◆ **Supplied information**:
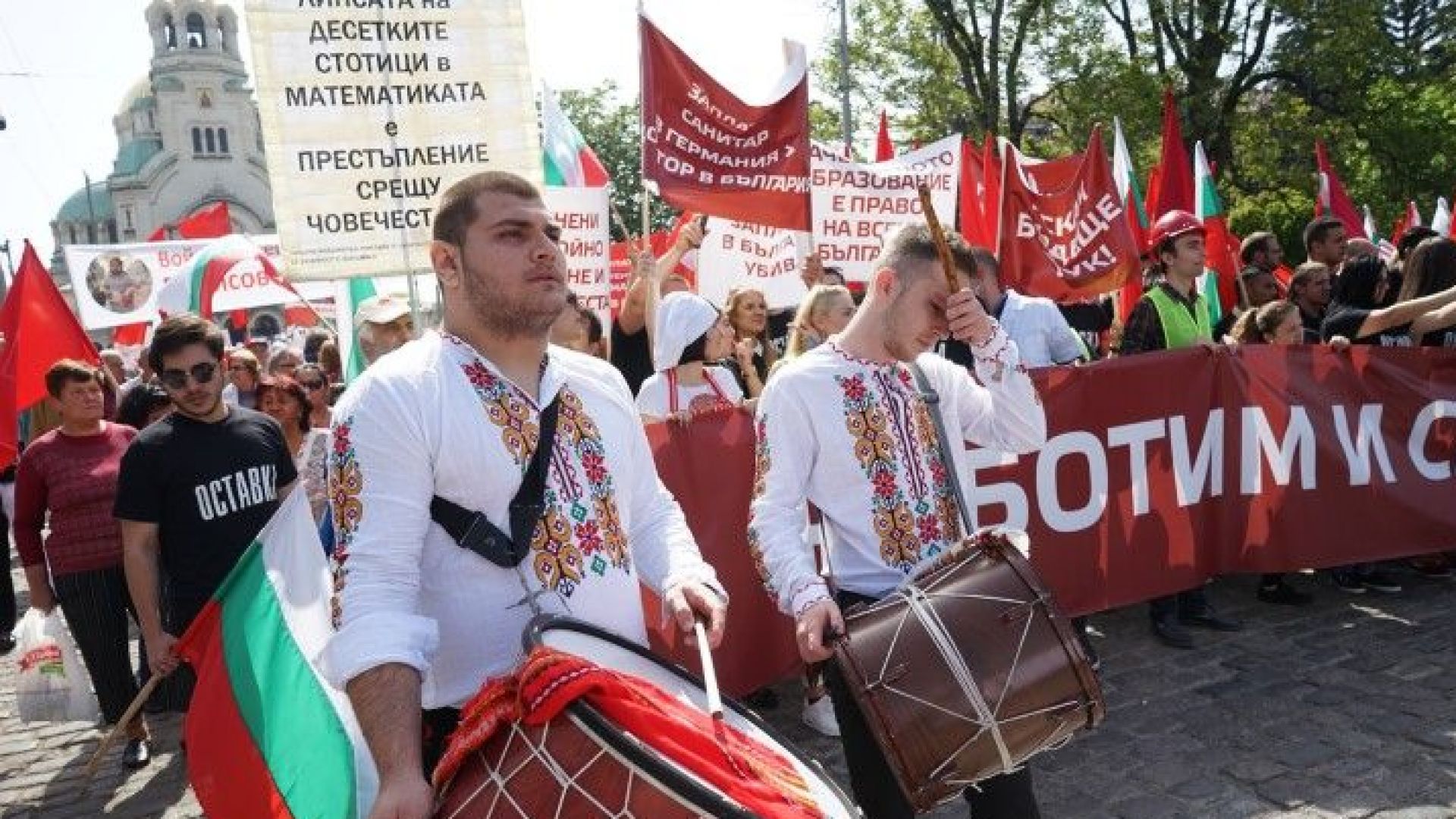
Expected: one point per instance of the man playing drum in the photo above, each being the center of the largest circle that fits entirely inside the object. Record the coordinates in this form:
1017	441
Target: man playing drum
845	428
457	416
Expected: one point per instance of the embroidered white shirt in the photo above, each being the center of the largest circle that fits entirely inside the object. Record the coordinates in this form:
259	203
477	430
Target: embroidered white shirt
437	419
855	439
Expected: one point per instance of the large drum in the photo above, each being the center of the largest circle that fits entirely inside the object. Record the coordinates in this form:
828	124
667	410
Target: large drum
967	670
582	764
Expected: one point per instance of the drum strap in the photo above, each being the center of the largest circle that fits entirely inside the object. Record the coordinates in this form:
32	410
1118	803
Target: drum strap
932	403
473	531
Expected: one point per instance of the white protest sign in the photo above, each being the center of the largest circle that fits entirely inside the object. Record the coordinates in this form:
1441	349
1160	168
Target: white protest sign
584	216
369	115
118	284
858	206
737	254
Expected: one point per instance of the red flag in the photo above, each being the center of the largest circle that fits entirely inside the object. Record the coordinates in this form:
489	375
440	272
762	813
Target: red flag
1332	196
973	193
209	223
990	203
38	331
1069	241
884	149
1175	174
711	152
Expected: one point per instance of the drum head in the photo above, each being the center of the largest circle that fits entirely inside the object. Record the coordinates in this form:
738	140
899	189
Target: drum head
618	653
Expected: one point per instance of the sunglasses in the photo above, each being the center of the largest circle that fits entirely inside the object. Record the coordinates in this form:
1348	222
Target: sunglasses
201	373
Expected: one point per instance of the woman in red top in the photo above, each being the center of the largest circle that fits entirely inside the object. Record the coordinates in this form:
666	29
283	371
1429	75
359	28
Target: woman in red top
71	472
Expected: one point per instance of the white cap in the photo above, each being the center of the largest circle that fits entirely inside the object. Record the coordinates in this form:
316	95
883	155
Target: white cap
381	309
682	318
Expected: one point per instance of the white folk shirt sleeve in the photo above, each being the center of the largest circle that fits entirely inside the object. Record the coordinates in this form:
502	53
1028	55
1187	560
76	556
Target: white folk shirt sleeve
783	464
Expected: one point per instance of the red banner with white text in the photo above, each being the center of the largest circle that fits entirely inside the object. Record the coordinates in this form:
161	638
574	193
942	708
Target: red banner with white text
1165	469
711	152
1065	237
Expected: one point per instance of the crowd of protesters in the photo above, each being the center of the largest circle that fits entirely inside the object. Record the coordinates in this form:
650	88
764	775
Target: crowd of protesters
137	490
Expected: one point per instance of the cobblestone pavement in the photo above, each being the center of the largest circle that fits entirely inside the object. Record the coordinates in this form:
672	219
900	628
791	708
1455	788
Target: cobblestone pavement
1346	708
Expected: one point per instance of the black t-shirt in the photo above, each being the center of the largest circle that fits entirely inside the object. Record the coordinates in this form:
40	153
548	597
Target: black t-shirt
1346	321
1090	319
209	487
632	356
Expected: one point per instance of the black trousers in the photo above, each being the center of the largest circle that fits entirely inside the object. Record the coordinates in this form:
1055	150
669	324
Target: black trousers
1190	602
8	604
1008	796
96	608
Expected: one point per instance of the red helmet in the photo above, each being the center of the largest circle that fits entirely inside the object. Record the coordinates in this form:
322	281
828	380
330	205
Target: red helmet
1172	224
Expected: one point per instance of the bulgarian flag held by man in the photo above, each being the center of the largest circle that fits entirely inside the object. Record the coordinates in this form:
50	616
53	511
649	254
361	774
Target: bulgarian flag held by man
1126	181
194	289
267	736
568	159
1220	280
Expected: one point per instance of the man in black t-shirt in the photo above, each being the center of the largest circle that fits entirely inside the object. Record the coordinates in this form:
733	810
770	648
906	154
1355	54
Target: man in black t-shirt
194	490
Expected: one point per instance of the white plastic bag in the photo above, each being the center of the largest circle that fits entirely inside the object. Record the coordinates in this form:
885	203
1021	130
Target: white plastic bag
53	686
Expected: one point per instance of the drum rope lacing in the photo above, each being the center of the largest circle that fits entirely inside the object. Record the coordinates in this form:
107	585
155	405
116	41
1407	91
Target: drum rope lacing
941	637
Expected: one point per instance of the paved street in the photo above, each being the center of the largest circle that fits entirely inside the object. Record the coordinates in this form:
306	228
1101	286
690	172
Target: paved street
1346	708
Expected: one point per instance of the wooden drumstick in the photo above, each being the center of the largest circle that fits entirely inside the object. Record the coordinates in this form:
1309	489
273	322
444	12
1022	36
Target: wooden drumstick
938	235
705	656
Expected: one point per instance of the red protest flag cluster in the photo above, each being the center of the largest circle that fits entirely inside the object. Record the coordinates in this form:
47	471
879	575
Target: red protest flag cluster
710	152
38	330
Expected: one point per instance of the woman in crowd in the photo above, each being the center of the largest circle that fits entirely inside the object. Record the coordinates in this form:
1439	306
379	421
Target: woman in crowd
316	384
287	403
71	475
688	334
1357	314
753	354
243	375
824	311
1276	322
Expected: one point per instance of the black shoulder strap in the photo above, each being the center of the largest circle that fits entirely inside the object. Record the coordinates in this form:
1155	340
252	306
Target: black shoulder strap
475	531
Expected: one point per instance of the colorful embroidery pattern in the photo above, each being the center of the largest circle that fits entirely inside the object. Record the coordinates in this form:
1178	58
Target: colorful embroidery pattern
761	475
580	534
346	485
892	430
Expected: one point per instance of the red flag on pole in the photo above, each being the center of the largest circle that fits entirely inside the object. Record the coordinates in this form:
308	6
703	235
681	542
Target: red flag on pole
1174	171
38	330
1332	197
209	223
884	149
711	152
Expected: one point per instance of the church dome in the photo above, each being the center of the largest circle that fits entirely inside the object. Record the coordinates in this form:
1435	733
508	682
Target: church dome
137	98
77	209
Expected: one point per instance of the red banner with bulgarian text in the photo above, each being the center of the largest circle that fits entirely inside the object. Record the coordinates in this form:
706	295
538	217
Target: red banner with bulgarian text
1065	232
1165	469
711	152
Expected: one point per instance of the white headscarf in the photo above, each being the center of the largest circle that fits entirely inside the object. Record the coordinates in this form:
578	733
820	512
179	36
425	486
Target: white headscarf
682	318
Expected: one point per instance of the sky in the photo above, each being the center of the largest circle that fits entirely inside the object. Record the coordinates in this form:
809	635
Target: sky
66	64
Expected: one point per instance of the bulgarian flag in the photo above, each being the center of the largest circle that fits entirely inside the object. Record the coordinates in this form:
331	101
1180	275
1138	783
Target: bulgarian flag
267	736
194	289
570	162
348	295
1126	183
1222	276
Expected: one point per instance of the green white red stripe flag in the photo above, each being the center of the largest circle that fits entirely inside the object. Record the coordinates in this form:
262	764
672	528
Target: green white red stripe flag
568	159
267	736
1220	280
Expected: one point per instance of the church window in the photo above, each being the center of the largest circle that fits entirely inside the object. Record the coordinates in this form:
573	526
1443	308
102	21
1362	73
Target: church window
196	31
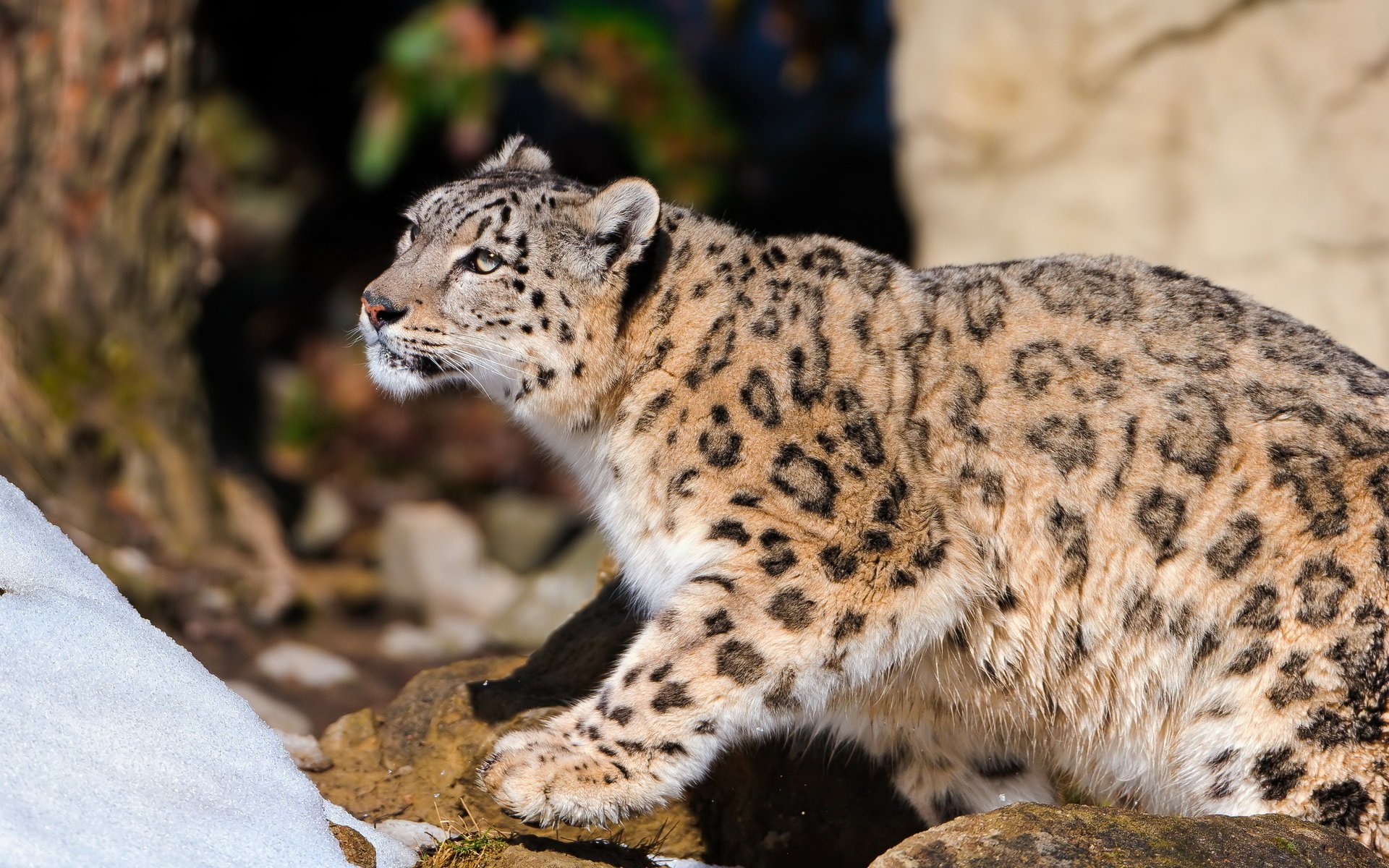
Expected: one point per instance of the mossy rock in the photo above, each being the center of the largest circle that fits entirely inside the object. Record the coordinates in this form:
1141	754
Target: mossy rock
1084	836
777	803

◆ **What you should do**: Omit the pictures, then set down all the remaining data exactly as given.

◆ **Answer section**:
Expected: one point per instance of the man playing drum in the photo above, each being the center of the largest circle that fits entirely inside the object. Record the coordinates in this form:
1017	441
Target: man playing drum
845	428
457	416
Expected: one point per instance of the embroidered white shirt in the photo above, each being the center of the largest circle that fits entirely inside the object. Record the coordinates in this form:
259	203
477	430
Target: embroidered white shirt
437	419
855	439
Expected: one point per instance of the large drum in the photo above, each being the center of the largest circle that fits entirely inside the object. Record the coordinates in this form:
828	124
667	410
Target: large drum
967	670
582	764
Expected: one point per instance of the drum strap in the photo above, each being the center of the largest circle that fits entirely inside the object. Record the coordinates in this form:
32	410
1118	803
Target: drum strap
932	403
473	531
Expected: one point per instance of the white protest sign in the photo above, each being the center of the largest circle that fits entirely inside the object. Record the coordinates in this form:
1441	349
1160	168
Target: white protest sign
584	216
369	115
118	284
858	206
737	254
Expected: one point per instance of the red flag in the photo above, each being the center of the largest circle that fits entirely inside the object. Record the coordinates in this form:
489	375
440	272
762	813
Target: red flag
1332	196
973	193
209	223
990	203
38	331
1069	241
884	149
1175	174
711	152
Expected: one point per instance of the drum head in the photo above, each being the center of the largest circle that fits entirely inside the object. Record the coordinates in this form:
738	140
899	189
Target: drum head
618	653
Expected: one point per instance of the sunglasses in the photo above, each being the center of the largest circle that fits entirely inside the object. Record the coordinates in this form:
1348	222
Target: sunglasses
201	373
Expected: one point per instance of the woman in red top in the photo above, each being the center of the largest circle that fits entirely inside the object. Record the coordinates in this form:
666	29
283	371
1429	75
359	28
Target: woman in red top
71	472
Expected: one point per instance of the white cap in the photo above, each being the center of the largest circle that fits entirely inside the object. Record the coordinates in this form:
316	95
883	155
Target: white cap
381	309
682	318
Expected: one point per instance of the white folk shirt sleeve in the photo above, each being the center of the largest circle that fits entirely inside the object. Record the coordinates in this form:
502	53
1028	55
1187	560
76	556
Target: white folk shirt sleeve
783	464
Expected: one point per instance of the red banner with white text in the photo above, each being the center of the largest circle that fits entirely inside the object. Record the coordinates in this form:
161	638
574	193
942	708
Target: red banner with white text
1165	469
711	152
1065	237
Expected: one point per instance of the crowd of protesters in the photo above, each being the center of the largest circle that fits entirely inside the object. Record the coordinates in this form:
650	88
764	775
Target: crowd of protesters
137	490
Expected: one point per instance of the cobblestone pavement in the photo above, each being the center of the largest circle that fits entirely inside the object. Record the coordinates in this form:
672	219
900	628
791	708
1455	788
Target: cobblestone pavement
1346	708
Expected: one point per instance of the black t-shirt in the photo above, each being the center of the largest circle that fits entirely inside the object. Record the coordinates in this form:
40	153
548	597
Target: black t-shirt
1346	321
1090	319
209	487
632	356
Expected: one point per instance of the black trousers in the photo above, each being the center of the largest circle that fits entirely inside the object. Record the coordinates in this form:
1055	150
669	324
Target: black trousers
1190	602
8	604
1008	796
96	608
Expected: one point per instance of the red helmet in the photo above, each being the center of the largest circle that fits entirely inside the object. Record the coordinates in this form:
322	281
828	380
330	205
Target: red helmet
1172	224
Expected: one point per instance of the bulgarian flag held by man in the photo above, each being the center of the largest circle that fits entirely inside the object. Record the coordinates in this form:
50	616
53	511
649	254
361	774
Target: bulgarian flag held by man
1126	181
194	289
267	736
568	159
1220	280
Expected: one point per instance of the man in black t-shirt in the photo above, each being the center of the largest circle that fits entirely inside the object. Record the coordinates in this form:
733	810
770	648
906	154
1355	54
Target: man in black t-shirt
194	490
Expected: one point per instance of the white plastic bag in the photo above, each being the center of the largest circle that fits entirely inside the object. Record the coordinates in this form:
885	203
1021	130
Target: white plastic bag
53	686
Expected: one point per instance of the drum rope lacing in the photo above, each being the center of the largest circle that fits entirely inside the object. Record the coordinates in this form:
107	585
155	405
116	41
1407	91
Target: drum rope lacing
941	637
Expected: one point per instance of the paved street in the photo above, each being the center of the largest circle that fits entirely inside the object. Record the coordinates in this form:
306	228
1101	286
690	172
Target: paved street
1346	708
Expected: one point per instance of the wooden drumstick in the photo above, each being the center of the largest circle that fits entirely inside the object. Record the coordinates in this form:
1309	489
273	322
444	12
1022	36
Target: wooden drumstick
938	235
705	656
Expected: one point per instance of the red protest flag cluster in the photo above, each being the center of the largest circle that fits entirely inside the object. Record the coordinates in this form:
47	471
879	575
Target: red protest flag cluster
710	152
38	330
Expected: one point per instance of the woman in crowd in the photo above, each being the center of the largest circle that fits entirely inside the object. Record the coordinates in this form:
1439	306
379	421
Target: woman in crowd
316	384
287	403
71	475
688	334
1357	314
753	354
243	375
824	311
1276	322
Expected: one point per instance of the black shoulder strap in the photo above, each being the center of the largest circle that fits entirely inside the object. Record the coordinates in this form:
1155	340
252	306
Target: black shoulder strap
475	531
Expected: one point per instance of the colorful embroidery pattern in the photo above, each being the center of the largest circle that fits entirely inside the object. Record the coordinates in this form:
1178	58
Target: colorful embroidery pattern
761	475
580	534
346	485
892	430
Expected: one point per instance of the red flag on pole in the photo above, each being the center of the largest circle that fits entirely inside the object. Record the coordinates in this form:
308	6
703	235
681	542
Target: red flag on pole
1174	171
38	330
1332	197
209	223
884	149
711	152
Expected: one point per instance of the church dome in the photo above, each being the center of the largest circle that fits entirely inside the object. Record the coordinates in this form:
1435	733
508	682
Target: church dome
137	98
77	209
Expected: one point per instance of the red banner with bulgarian text in the photo above, each being the center of the largest circle that fits entirely inside the object. Record the coordinates in this form:
706	295
538	217
Target: red banner with bulgarian text
1065	232
1165	469
711	152
Expected: one point per instance of the white headscarf in the photo above, each being the center of the largest circle that fits entirely inside the object. Record the coordinates in this form:
578	733
820	512
179	36
425	486
Target: white headscarf
682	318
Expected: one point per instance of the sky in the photo above, each being the center of the largest circle that fits entirely inside the object. Record the coordinates in this form:
809	635
Target: sky
66	64
Expected: one point per instance of the bulgarian flag in the photo above, each being the center of the largest circle that fits entirely inside the object. Record the coordinates in this form:
331	101
1180	275
1138	783
Target: bulgarian flag
267	736
194	289
570	162
348	295
1126	183
1222	276
Expected: one point per instance of the green white red stripe flag in the photo above, each being the center of the largest circle that fits entirely inside the object. Record the coordinates in this form:
262	764
672	528
Target: green white red stripe flag
568	159
267	736
1220	280
Expected: one point per instance of the church window in the photo above, each being the center of the largest circle that fits entirely inside the object. Record the coordinates in this form:
573	526
1443	308
102	21
1362	73
Target: church window
196	31
Expected: one point per instance of the mossy rock in the photo above, each being the center of the largest circle that fits entirely inside the object. Record the coordinates in this form:
1141	754
Target: mossy rock
1084	836
777	803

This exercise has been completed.